→ The data:
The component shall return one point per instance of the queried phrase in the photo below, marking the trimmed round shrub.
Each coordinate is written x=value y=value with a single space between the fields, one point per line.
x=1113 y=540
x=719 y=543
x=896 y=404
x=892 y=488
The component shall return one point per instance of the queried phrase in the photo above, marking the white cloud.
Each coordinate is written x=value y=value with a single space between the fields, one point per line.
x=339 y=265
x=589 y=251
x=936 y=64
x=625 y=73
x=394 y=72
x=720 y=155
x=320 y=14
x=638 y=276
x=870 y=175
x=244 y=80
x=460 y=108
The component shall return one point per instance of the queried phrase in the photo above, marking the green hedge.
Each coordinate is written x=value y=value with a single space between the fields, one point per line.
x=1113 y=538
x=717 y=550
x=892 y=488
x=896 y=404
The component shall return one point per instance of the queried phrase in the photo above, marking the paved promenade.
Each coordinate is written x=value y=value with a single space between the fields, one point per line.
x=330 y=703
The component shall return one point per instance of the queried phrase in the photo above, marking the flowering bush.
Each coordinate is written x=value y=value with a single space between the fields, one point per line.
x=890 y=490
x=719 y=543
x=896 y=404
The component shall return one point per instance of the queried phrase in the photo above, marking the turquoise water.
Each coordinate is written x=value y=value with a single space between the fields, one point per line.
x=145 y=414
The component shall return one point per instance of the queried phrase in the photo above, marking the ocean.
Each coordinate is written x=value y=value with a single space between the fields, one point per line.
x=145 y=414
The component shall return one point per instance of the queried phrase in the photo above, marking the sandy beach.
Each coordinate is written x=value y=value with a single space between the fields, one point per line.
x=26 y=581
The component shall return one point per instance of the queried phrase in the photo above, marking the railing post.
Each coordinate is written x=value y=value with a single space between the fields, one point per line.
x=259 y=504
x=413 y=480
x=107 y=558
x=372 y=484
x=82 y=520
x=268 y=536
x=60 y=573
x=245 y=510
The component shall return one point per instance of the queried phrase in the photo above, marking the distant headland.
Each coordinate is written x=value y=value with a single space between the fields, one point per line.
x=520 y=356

→ Given request: Return every line of the entries above verbatim, in their original order.

→ Solution for this task:
The component shall return one point per instance of the queried phrase in the photo below, marking the trimmed round shrub.
Each coordinate is written x=value y=value with a single space between the fields, one point per line.
x=1113 y=540
x=719 y=543
x=896 y=404
x=892 y=488
The component shall return one point per instance of the queried phrase in the photo above, marking the white cloud.
Each coordinate is written x=value y=value with a single space between the fields, one point per line.
x=339 y=265
x=589 y=251
x=936 y=64
x=625 y=73
x=394 y=72
x=720 y=155
x=320 y=14
x=638 y=276
x=870 y=175
x=244 y=80
x=460 y=108
The component shall return one point per instance of the queried phrase in the photo above, marking the green hedge.
Each coordinate is written x=value y=value with a single space between the fields, one point per line.
x=1113 y=538
x=717 y=550
x=892 y=488
x=896 y=404
The component shall return one point per instance of the queried phrase in the photo above, marking the paved promenade.
Each coordinate is written x=value y=value with a single space between the fields, one point per line.
x=330 y=703
The component shall return one point per instance of the queried phrase in the photo above, marking the flowering bush.
Each coordinate is written x=value y=value with a single space between the fields, one point per line.
x=890 y=490
x=719 y=543
x=896 y=404
The component shall return one point per instance of the queried phrase in the photo above, marking the turquoise water.
Each coordinate is written x=value y=value with a single space between the fields, one point per line.
x=145 y=414
The component shall return one point per instance of the queried phrase in the photo above, marking the ocean.
Each coordinate is written x=value y=value with a single space between the fields, one point per line.
x=145 y=414
The component shall return one point per instance of the queried phrase in the photo above, marking the sandy beach.
Each coordinate is written x=value y=value with a single space between the fields, one point per line.
x=26 y=581
The component shall return one point per instance of the queried phrase in the photo above, marking the railing post.
Each coordinate is written x=value y=value with a single space between the fields, one point per line.
x=259 y=504
x=413 y=480
x=107 y=558
x=372 y=484
x=82 y=520
x=268 y=536
x=60 y=573
x=245 y=510
The component shall return one point per instance of the queried phrase in the photo above, marking the distant headland.
Each coordinate is written x=value y=value with a single space between the fields, one point per line.
x=520 y=356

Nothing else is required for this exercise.